*Stated problem*:
Copy the rows below word for word, leaving out the pictures.
☆ ☆ ☆
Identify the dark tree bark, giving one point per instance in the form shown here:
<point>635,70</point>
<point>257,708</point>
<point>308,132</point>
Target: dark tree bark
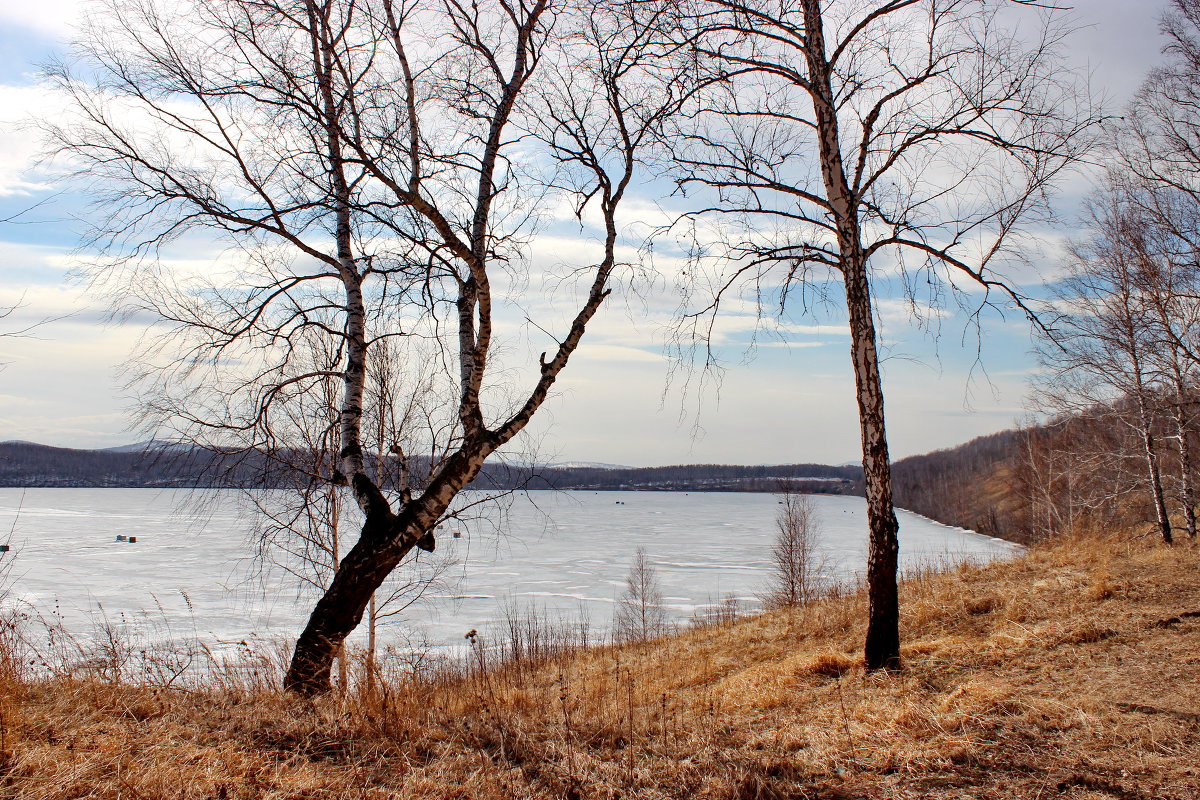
<point>811,133</point>
<point>375,163</point>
☆ ☆ ☆
*Solution*:
Identify the dark tree bark, giving one point per instance in the form shown here:
<point>635,70</point>
<point>257,708</point>
<point>308,132</point>
Target: dark tree bark
<point>811,133</point>
<point>375,163</point>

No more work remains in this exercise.